*YOUR TASK:* Reproduce the part of the listing that opens with the line containing "The locate routine indicates the stone building" and runs through the end of the listing, keeping every line, including the lines that ask for pins, and adding 86 to each x and y pin coordinate in the answers. Leave the pictures out of your answer.

______________________________

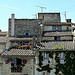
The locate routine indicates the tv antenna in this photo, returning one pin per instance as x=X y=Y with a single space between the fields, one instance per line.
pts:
x=35 y=16
x=41 y=8
x=65 y=15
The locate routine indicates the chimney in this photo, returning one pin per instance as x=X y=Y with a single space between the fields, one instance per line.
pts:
x=12 y=24
x=68 y=20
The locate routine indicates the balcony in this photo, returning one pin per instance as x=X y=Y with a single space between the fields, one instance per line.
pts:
x=56 y=33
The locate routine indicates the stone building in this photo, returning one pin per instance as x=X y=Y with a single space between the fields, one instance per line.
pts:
x=28 y=37
x=55 y=34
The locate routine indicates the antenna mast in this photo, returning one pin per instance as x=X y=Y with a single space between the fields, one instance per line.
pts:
x=65 y=15
x=42 y=8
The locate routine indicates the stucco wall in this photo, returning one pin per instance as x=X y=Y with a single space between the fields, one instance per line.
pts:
x=5 y=69
x=23 y=26
x=49 y=17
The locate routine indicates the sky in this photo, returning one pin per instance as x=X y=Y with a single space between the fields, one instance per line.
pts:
x=28 y=8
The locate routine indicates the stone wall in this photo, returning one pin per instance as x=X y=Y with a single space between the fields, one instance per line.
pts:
x=49 y=17
x=5 y=69
x=23 y=26
x=49 y=28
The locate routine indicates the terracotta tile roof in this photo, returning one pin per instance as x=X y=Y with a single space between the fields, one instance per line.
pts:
x=57 y=33
x=51 y=45
x=3 y=33
x=6 y=39
x=18 y=52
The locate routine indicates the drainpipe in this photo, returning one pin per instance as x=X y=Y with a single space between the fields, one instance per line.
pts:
x=12 y=25
x=34 y=63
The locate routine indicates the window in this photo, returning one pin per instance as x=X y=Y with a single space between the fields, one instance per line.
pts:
x=59 y=28
x=57 y=38
x=67 y=28
x=45 y=56
x=62 y=58
x=15 y=65
x=54 y=28
x=27 y=34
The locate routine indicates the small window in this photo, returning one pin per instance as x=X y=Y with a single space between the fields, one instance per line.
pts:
x=15 y=65
x=54 y=28
x=57 y=38
x=59 y=28
x=45 y=56
x=19 y=30
x=67 y=28
x=27 y=34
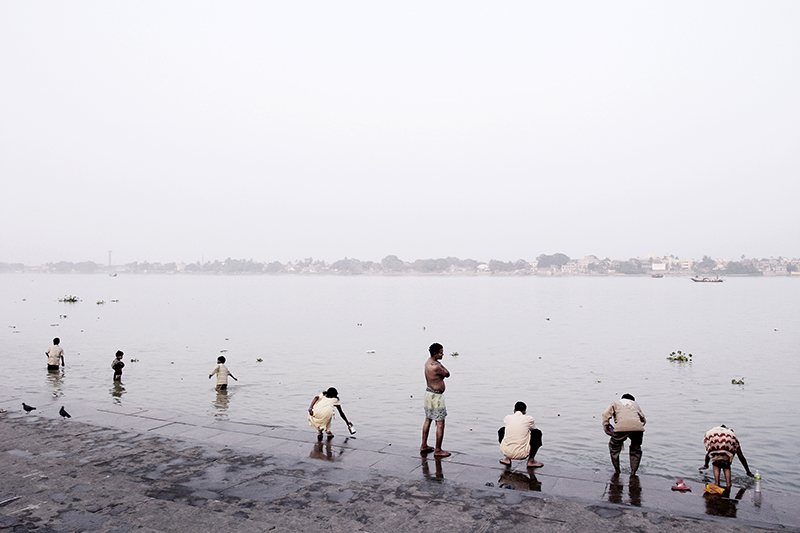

______________________________

*RESPONSE:*
The locate routine indicates the stone building in this photo, returning one pin per instance as x=X y=Y with a single space between the fields, one instance per line.
pts:
x=114 y=123
x=141 y=120
The locate routine indicates the antenna mast in this photo, returning one pin per instance as x=X y=Y with a single space between the fields, one instance per line.
pts:
x=151 y=101
x=128 y=94
The locate routine indicates the stucco wall in this photo, returning one pin per instance as x=X y=Y with a single space between the fields, one instance per line.
pts:
x=91 y=155
x=109 y=112
x=135 y=103
The locate routine indicates the sky in this photo, returning one pin per instance as x=X y=Y with a single space between the fields, one instance per line.
pts:
x=114 y=94
The locate routine indicates the stone wall in this photo, returning one pin per instance as x=X y=Y with a single space between the fields, one instance per line.
pts:
x=135 y=103
x=91 y=155
x=109 y=112
x=135 y=114
The locate routine indicates the terracotta tile roof in this photo, returning one pin per instance as x=X y=Y with a single space between the fields, one instance per line.
pts:
x=143 y=119
x=137 y=131
x=89 y=119
x=92 y=125
x=104 y=138
The locate routine indicates the drainpipe in this photo, returning one pin per instance as x=X y=Y with a single space between the fields, one instance per line.
pts:
x=98 y=111
x=120 y=149
The locate routine indicates the window in this photo, returning one pin per instance as x=X y=Y with a single space between the fields, one instance per line.
pts:
x=145 y=114
x=143 y=124
x=153 y=114
x=131 y=142
x=148 y=144
x=101 y=151
x=140 y=114
x=113 y=120
The locate routine indicates the small window in this photo, returning one pin per instance as x=X y=Y with a single space between the fields, one instance per line.
pts:
x=101 y=151
x=140 y=114
x=143 y=124
x=145 y=114
x=131 y=142
x=105 y=116
x=153 y=114
x=113 y=120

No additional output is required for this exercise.